NASA probe finds intriguing ice flows under hazy skies on Pluto

This new global mosaic of Pluto was created by combining four black-and-white images from New Horizons' Long Range Reconnaissance Imager and color data from the probe's Ralph instrument. The LORRI images were taken July 14, when New Horizons was approximately 280,000 miles (450,000 kilometers) from Pluto. Features as small as 1.4 miles (2.2 kilometers) are resolved in this image. Credit: NASA/JHUAPL/SWRI
This new global mosaic of Pluto was created by combining four black-and-white images from New Horizons’ Long Range Reconnaissance Imager and color data from the probe’s Ralph instrument. The LORRI images were taken July 14, when New Horizons was approximately 280,000 miles (450,000 kilometers) from Pluto. Features as small as 1.4 miles (2.2 kilometers) are resolved in this image. Credit: NASA/JHUAPL/SWRI

Images obtained during the New Horizons spacecraft’s July 14 encounter with Pluto show apparent glacial ice flows wrapping around barrier islands and towering mountain ranges, all under a newly-discovered haze layer suspended up to 100 miles above the distant world’s frozen surface, scientists said Friday.

The latest views of an icy heart-shaped feature on Pluto, informally dubbed Tombaugh Regio after the dwarf planet’s discoverer, reveal complicated boundaries between relatively flat ice fields and rugged mountains primarily composed of water ice, which at Pluto’s frigid temperatures has the consistency of rock on Earth.

At the northern fringe of the frozen icy plain, which has been tentatively named Sputnik Planum, fingers of ice jut into mountainous topography like the fjords of Norway.

“We interpret them to be just like glacial flow on the Earth,” said William McKinnon, co-investigator on the New Horizons mission from Washington University in St. Louis. “I don’t have to remind you that glaciers on Earth are made of ice, like in Antarctica or in Greenland, but water ice at Pluto’s temperatures won’t move anywhere. It’s immobile and brittle.”

## SUPPLIED RECORDS:
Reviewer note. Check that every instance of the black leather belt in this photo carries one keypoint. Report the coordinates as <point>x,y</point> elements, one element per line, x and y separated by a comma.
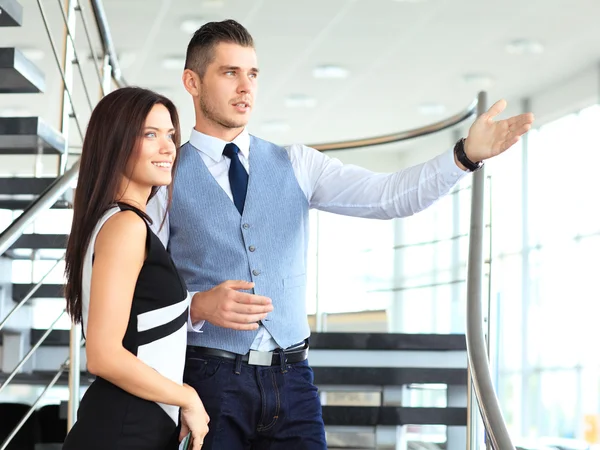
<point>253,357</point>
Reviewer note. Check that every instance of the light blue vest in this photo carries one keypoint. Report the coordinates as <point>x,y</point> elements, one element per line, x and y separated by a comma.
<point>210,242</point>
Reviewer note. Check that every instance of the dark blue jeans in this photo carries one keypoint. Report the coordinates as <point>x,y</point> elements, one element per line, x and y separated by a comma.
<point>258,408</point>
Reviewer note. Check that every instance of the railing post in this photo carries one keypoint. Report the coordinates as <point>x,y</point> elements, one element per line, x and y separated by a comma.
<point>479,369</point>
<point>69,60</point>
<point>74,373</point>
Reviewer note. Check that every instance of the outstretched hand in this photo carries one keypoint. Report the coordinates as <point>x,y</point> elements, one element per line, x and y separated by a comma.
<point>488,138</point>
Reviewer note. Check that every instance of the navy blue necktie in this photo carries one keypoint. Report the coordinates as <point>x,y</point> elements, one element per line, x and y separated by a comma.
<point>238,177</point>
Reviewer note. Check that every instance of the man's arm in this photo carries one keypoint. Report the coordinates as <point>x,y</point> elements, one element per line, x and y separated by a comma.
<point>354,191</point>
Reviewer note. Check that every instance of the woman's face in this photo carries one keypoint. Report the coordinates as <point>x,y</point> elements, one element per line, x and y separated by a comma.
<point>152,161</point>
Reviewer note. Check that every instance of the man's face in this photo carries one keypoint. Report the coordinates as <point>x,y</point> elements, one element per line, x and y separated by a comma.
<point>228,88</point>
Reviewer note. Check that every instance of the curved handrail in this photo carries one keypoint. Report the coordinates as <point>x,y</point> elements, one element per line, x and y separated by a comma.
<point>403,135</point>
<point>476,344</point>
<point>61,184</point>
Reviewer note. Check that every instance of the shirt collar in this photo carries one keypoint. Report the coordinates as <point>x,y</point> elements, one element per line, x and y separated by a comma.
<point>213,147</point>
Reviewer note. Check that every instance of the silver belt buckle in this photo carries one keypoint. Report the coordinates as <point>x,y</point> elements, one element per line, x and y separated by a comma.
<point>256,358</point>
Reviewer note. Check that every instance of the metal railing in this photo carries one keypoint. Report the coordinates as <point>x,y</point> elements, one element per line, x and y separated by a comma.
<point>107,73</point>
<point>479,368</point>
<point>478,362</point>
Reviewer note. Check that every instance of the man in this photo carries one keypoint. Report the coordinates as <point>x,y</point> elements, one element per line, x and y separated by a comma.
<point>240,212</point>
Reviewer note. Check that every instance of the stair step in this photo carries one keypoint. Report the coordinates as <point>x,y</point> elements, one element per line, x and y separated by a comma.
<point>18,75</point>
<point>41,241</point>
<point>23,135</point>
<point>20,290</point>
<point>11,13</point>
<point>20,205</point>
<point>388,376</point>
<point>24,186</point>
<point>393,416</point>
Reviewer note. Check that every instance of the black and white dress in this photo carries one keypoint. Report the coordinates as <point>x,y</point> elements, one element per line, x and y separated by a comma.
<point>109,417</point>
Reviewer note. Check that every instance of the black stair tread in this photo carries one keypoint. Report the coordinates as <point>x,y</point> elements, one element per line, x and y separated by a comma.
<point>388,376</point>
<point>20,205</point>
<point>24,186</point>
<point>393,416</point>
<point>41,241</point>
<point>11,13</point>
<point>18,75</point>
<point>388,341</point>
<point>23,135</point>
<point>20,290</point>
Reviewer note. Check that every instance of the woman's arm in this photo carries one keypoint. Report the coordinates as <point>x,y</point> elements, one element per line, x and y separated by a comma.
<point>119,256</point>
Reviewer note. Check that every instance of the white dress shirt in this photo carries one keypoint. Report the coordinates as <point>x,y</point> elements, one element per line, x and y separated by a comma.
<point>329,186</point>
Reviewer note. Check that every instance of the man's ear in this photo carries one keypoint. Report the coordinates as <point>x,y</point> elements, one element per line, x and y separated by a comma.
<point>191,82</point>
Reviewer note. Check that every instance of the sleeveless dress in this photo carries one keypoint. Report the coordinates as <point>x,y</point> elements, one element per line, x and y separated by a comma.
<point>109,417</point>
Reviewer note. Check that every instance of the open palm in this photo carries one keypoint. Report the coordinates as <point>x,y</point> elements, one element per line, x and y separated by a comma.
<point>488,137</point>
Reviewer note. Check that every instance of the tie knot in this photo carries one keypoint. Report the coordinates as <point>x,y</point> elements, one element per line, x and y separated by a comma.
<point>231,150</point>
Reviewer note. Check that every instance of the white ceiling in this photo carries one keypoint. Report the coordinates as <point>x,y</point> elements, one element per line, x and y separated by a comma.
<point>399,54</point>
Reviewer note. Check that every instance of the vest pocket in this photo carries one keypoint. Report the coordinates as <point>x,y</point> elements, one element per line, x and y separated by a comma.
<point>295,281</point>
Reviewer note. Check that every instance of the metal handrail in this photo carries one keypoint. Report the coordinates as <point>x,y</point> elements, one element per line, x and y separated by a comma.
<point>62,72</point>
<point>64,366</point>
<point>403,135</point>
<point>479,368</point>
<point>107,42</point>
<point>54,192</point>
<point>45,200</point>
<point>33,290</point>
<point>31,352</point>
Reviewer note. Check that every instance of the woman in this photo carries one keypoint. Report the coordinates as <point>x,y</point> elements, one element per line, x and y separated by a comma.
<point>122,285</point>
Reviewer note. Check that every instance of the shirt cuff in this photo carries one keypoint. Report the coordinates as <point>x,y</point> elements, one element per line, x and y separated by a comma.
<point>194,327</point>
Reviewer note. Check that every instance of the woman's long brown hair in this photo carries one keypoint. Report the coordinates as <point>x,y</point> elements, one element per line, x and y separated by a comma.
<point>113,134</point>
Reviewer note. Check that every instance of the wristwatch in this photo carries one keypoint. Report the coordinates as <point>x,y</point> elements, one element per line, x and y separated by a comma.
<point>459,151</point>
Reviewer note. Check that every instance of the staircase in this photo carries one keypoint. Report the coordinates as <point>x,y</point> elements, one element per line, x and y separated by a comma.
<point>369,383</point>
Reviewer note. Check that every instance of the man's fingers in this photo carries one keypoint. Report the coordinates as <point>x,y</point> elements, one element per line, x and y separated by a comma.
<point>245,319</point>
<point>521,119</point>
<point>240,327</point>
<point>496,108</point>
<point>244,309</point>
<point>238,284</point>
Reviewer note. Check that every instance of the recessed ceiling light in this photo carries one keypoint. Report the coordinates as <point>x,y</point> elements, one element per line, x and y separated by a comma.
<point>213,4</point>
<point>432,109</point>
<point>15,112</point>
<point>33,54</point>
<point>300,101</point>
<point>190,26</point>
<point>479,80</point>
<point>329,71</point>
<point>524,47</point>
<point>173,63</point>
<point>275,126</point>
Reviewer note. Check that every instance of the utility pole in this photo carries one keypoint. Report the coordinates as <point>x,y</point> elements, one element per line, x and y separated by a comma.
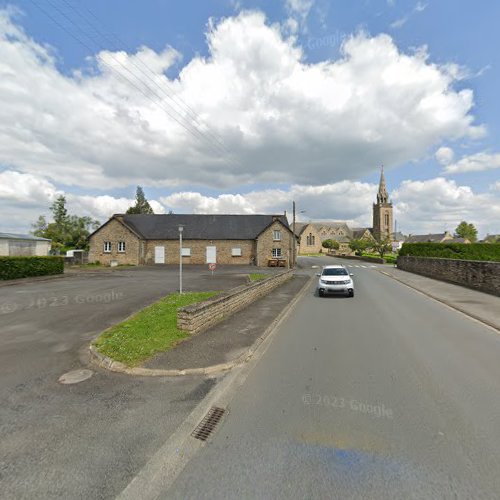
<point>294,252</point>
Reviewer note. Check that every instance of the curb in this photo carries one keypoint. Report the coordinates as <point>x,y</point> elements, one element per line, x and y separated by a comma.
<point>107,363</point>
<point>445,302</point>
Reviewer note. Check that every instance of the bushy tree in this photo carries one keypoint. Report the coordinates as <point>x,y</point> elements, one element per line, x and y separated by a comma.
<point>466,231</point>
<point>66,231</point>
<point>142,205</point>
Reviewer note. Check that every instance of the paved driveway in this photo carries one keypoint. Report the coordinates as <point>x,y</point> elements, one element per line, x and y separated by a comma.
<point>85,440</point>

## WORK REQUIRED:
Pick up the article on Pluto's ice flows after its final sentence and continue writing it.

## EXERCISE RESPONSE:
Temperature at the surface of Sputnik Planum hover around 38 Kelvin, or about minus 390 degrees Fahrenheit, according to Michael Summers, New Horizons co-investigator from George Mason University in Fairfax, Virginia.

“But on Pluto, the kind of ices we think make up the (Sputnik) Planum — nitrogen ice, carbon monoxide ice, methane ice — these ices are geologically soft and malleable, even at Pluto conditions, and they will flow in the same way that glaciers do on the Earth. So we have actual evidence for basically recent geological activity.”

That is a surprise to many planetary geologists, who figured Pluto might be geologically dead with an icy surface frozen in place for billions of years.

But the smoothness of Sputnik Planum tells another story.

Researchers use crater counts to get rough estimates for the age of a geologic unit.

“When I say recent (geologic activity), I don’t necessarily mean yesterday,” McKinnon said. “I mean geologically recent. But the appearance of this terrain, the utter lack of impact craters on the Sputnik Planum, tells us that this is really a young unit.”

Apparent nitrogen ice flows are found on the northern edge of Pluto's Sputnik Planum. Credit: NASA/JHUAPL/SWRI/William McKinnon
Apparent nitrogen ice flows are found on the northern edge of Pluto’s Sputnik Planum. Credit: NASA/JHUAPL/SWRI/William McKinnon

While Sputnik Planum may still be resurfacing today, McKinnon put an upper bound on the age of the geologic unit at a few tens of millions of years, a blink of the eye compared to the four-and-a-half billion-year age of the solar system.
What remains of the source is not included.